• [To do]: Return the material exactly. Every line must stay as it is.

• [Supplied data]:
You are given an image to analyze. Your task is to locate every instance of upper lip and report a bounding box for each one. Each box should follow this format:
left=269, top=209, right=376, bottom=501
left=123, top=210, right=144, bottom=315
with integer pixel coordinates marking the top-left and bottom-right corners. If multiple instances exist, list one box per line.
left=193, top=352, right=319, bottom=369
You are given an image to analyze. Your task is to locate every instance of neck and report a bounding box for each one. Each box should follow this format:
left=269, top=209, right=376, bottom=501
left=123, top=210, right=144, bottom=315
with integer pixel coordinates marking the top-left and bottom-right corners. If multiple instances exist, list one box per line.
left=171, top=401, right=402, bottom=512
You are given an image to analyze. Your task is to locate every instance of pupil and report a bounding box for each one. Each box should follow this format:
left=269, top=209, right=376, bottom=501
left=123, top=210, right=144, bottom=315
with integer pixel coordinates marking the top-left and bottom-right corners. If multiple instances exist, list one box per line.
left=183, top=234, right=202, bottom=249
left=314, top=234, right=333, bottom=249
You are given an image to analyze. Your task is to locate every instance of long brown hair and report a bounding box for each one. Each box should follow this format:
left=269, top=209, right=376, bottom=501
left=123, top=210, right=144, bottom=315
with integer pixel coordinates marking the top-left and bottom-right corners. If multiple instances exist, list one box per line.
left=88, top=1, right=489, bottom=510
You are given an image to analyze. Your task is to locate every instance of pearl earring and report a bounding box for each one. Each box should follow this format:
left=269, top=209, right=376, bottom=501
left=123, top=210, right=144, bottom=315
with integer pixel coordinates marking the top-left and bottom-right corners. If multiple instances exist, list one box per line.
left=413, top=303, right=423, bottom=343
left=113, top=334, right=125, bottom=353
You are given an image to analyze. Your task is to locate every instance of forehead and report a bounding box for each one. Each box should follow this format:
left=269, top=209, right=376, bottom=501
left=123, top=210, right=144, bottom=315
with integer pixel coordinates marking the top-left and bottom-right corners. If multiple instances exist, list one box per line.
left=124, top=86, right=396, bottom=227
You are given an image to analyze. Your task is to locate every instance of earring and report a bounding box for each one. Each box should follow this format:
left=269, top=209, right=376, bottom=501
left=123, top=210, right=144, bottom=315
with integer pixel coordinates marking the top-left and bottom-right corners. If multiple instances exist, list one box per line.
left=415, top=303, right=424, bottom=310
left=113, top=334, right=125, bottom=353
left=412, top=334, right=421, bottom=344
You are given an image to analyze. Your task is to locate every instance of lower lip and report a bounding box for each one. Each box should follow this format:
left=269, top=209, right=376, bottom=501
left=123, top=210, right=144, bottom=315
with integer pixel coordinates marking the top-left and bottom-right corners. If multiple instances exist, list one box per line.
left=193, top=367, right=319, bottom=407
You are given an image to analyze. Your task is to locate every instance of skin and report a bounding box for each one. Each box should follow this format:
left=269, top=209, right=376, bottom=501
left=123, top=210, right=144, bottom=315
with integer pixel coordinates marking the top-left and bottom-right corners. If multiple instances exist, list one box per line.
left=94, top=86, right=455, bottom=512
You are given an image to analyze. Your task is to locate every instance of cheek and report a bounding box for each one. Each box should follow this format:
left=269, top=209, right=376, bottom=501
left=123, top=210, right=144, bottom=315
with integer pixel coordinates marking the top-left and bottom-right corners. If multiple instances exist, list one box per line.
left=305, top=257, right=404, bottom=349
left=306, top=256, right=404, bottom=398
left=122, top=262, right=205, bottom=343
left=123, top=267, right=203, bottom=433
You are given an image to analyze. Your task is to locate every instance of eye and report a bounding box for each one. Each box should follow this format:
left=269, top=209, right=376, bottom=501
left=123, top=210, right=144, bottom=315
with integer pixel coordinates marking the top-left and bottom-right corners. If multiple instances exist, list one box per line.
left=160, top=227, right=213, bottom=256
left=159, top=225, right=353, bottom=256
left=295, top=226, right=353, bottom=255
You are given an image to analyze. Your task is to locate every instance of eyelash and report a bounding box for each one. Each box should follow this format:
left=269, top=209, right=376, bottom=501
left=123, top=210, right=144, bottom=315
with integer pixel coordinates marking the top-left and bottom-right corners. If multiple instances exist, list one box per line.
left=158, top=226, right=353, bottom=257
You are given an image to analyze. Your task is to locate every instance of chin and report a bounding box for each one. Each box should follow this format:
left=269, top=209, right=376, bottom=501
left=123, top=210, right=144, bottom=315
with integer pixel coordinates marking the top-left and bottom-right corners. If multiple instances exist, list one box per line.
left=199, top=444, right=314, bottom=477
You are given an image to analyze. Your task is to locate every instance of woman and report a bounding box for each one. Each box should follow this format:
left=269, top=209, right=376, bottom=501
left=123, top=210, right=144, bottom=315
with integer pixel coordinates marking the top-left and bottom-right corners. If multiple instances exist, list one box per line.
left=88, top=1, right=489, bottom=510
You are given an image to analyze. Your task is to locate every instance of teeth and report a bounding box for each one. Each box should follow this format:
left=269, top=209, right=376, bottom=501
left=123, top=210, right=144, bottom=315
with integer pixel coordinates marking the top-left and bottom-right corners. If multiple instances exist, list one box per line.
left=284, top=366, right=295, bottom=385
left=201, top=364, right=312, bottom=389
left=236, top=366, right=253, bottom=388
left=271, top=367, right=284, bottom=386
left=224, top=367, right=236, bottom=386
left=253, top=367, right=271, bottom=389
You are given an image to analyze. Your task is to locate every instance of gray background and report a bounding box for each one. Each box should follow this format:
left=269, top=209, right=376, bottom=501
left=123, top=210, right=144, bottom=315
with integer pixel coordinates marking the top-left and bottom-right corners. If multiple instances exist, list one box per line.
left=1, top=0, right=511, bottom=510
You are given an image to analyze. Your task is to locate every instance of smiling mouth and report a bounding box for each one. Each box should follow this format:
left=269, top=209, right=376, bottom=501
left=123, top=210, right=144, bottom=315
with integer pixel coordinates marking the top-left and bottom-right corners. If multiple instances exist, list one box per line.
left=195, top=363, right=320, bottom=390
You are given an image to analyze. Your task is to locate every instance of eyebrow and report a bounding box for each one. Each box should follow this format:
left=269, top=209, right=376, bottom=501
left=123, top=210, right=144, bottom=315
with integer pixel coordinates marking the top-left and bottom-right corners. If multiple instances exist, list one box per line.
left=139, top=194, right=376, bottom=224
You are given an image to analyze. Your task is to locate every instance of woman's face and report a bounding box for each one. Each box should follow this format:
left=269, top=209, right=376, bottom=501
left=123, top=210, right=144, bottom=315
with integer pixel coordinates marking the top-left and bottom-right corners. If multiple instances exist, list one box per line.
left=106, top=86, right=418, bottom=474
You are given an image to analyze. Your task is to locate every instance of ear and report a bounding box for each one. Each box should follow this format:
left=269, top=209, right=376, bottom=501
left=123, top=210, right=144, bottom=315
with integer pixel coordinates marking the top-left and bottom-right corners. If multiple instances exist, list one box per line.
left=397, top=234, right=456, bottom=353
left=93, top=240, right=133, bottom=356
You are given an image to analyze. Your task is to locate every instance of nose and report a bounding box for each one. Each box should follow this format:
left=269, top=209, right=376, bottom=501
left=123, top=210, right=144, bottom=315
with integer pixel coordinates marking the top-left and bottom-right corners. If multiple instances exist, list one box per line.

• [Solution to this task]:
You are given an image to analyze. Your task is to locate every instance of upper lip and report a bounding box for each one. Each box should follow this format:
left=269, top=209, right=376, bottom=501
left=123, top=210, right=144, bottom=315
with integer pixel coordinates marking the top-left and bottom-right corners. If multiple instances exist, list one box per line.
left=193, top=352, right=319, bottom=369
You are given an image to analyze. Your task is to locate every instance of neck and report a bounding box for each one. Each box should follow this format:
left=269, top=209, right=376, bottom=501
left=123, top=210, right=144, bottom=315
with integer pixel coordinates marking the top-left and bottom-right corners. If multiple instances exist, list one box per line.
left=171, top=401, right=402, bottom=512
You are given an image to analyze. Your task is to locate every instance of pupil and report a bounding box for each one. Each box should follow this format:
left=269, top=209, right=376, bottom=501
left=123, top=210, right=144, bottom=315
with integer pixel coordinates marking the top-left and bottom-right corners. If multiple instances exist, list one box per line.
left=183, top=234, right=202, bottom=249
left=314, top=234, right=333, bottom=249
You are given an image to analyze. Your task is to locate every instance of long brown hair and report a bounding box for each one. Each box should follow this format:
left=269, top=209, right=376, bottom=501
left=123, top=210, right=144, bottom=315
with integer pixel coordinates marking the top-left and bottom-right corners. If multiple instances exist, list one box per line.
left=88, top=1, right=489, bottom=510
You are given an image to analyze. Your task is to locate every instance of pearl earring and report a bounding box for each one. Each box should follow this format:
left=269, top=209, right=376, bottom=501
left=123, top=210, right=144, bottom=315
with integer pixel coordinates marking the top-left and bottom-right corners. If multiple instances exist, list one box per line.
left=413, top=303, right=423, bottom=343
left=113, top=334, right=125, bottom=353
You are given an image to analyze. Your task is to locate every instance of forehead and report a bounding box for each one. Each box should follow this format:
left=269, top=209, right=376, bottom=501
left=123, top=210, right=144, bottom=315
with integer pixel coordinates marking the top-left and bottom-right corners. If multiple instances exist, list one box per line.
left=124, top=86, right=396, bottom=227
You are given an image to analyze. Your task is to locate every instance of earring and report a bounding box for each one. Each box should follow this format:
left=269, top=209, right=376, bottom=501
left=123, top=210, right=144, bottom=315
with integer pixel coordinates marking the top-left and bottom-right corners. If multiple instances exist, list one box per line.
left=415, top=303, right=424, bottom=310
left=113, top=334, right=125, bottom=353
left=412, top=334, right=421, bottom=344
You are given an image to analyze. Your task is to locate every instance of lower lip and report a bounding box for each one. Each box should follow this format:
left=269, top=209, right=376, bottom=501
left=123, top=210, right=144, bottom=315
with integer pixel coordinates marking the top-left and bottom-right corners. If multiple instances exist, list one box per line.
left=193, top=367, right=319, bottom=407
You are given an image to analyze. Your task is to locate every instance of skin and report a bounding box for each one. Each box should follow this format:
left=269, top=209, right=376, bottom=501
left=123, top=210, right=144, bottom=315
with integer pixel coordinates marking the top-left and bottom-right corners. If multiple instances exist, list one box per line.
left=94, top=86, right=455, bottom=512
You are given an image to analyze. Your task is to locate every instance of cheek and report a bounding box for each one. Each box should follow this format:
left=269, top=209, right=376, bottom=501
left=123, top=210, right=144, bottom=315
with integer pixel coordinates marking the top-left and bottom-right corners. If multiple instances exist, list one box per line.
left=305, top=257, right=404, bottom=349
left=306, top=256, right=404, bottom=398
left=122, top=262, right=205, bottom=343
left=123, top=267, right=203, bottom=433
You are given an image to analyze. Your task is to locate every instance of eye and report a bounding box for each one. Each box should follow this format:
left=269, top=209, right=376, bottom=501
left=123, top=210, right=144, bottom=315
with integer pixel coordinates marking the top-left and bottom-right corners. If multiple instances exist, list one box per line.
left=160, top=227, right=213, bottom=256
left=159, top=225, right=353, bottom=256
left=295, top=226, right=353, bottom=255
You are given an image to analyze. Your task is to locate every instance of eyelash and report a bounding box for each one. Each box should follow this format:
left=269, top=209, right=376, bottom=501
left=123, top=210, right=144, bottom=315
with integer pixel coordinates marking the top-left and bottom-right corners. If multiple instances exist, list one box per line.
left=158, top=226, right=353, bottom=257
You are given an image to analyze. Your task is to locate every instance of chin and report a bounding box for each one. Each box should follow this format:
left=269, top=209, right=376, bottom=501
left=123, top=210, right=144, bottom=315
with integer pixel coordinates marking the top-left and bottom-right corners. If multiple instances exist, list one box per line.
left=199, top=444, right=314, bottom=477
You are given an image to analyze. Your task is to locate every instance of woman and report a bounding box for each one. Each box should follow this format:
left=269, top=209, right=376, bottom=501
left=123, top=210, right=144, bottom=315
with integer pixel coordinates marking the top-left and bottom-right corners. If multiple instances exist, list one box per line.
left=88, top=1, right=489, bottom=510
You are given an image to analyze. Your task is to locate every instance of teeth and report a bounding box for each one. Each box should follow this format:
left=269, top=209, right=376, bottom=501
left=123, top=210, right=144, bottom=315
with integer pixel coordinates marking the top-left and bottom-right corners. If multiple instances exist, list one box per line.
left=284, top=366, right=295, bottom=385
left=201, top=364, right=312, bottom=389
left=236, top=366, right=253, bottom=388
left=271, top=367, right=284, bottom=386
left=224, top=367, right=236, bottom=386
left=253, top=367, right=271, bottom=389
You are given an image to analyze. Your task is to locate every instance of gray background and report a bounding box for each one. Each box should follow this format:
left=269, top=209, right=376, bottom=501
left=123, top=210, right=144, bottom=315
with integer pixel coordinates marking the top-left and bottom-right corners. If multiple instances exist, list one box per line.
left=1, top=0, right=511, bottom=510
You are given an image to analyze. Your task is to locate every instance of smiling mouth and report a bounding box for each one. Each box should follow this format:
left=269, top=209, right=376, bottom=501
left=123, top=210, right=144, bottom=315
with integer pixel coordinates marking the top-left and bottom-right corners. If multiple instances exist, list one box per line.
left=195, top=363, right=320, bottom=390
You are given an image to analyze. Your task is to locate every instance of eyebrow and report a bounding box for each one. Each box should follow this format:
left=269, top=209, right=376, bottom=501
left=123, top=210, right=144, bottom=315
with integer pixel coordinates marking the top-left and bottom-right corners. If multiple instances exist, list one box per line.
left=139, top=194, right=376, bottom=224
You are given an image to analyze. Your task is to locate every instance of woman's face and report a bounding box for each one. Each box should follow this format:
left=269, top=209, right=376, bottom=501
left=123, top=210, right=144, bottom=315
with integer pixel coordinates marking the top-left and bottom-right corners. If multiple instances exist, list one box per line.
left=106, top=86, right=418, bottom=474
You are given an image to analyze. Your task is to locate every instance of ear and report a bounding box for each one. Each box should follow this format:
left=269, top=209, right=376, bottom=501
left=123, top=210, right=144, bottom=315
with integer pixel coordinates marking the top-left and bottom-right corners. If multiple instances exist, list one box per line.
left=397, top=234, right=456, bottom=353
left=93, top=240, right=133, bottom=356
You are given an image to analyze. Your task is to locate every instance of nose and report a bounding box for each one. Each box should follow this format:
left=269, top=209, right=376, bottom=501
left=123, top=210, right=144, bottom=315
with integer pixel coordinates marking the top-left and bottom-right corners. If multiple instances exist, list one box per line.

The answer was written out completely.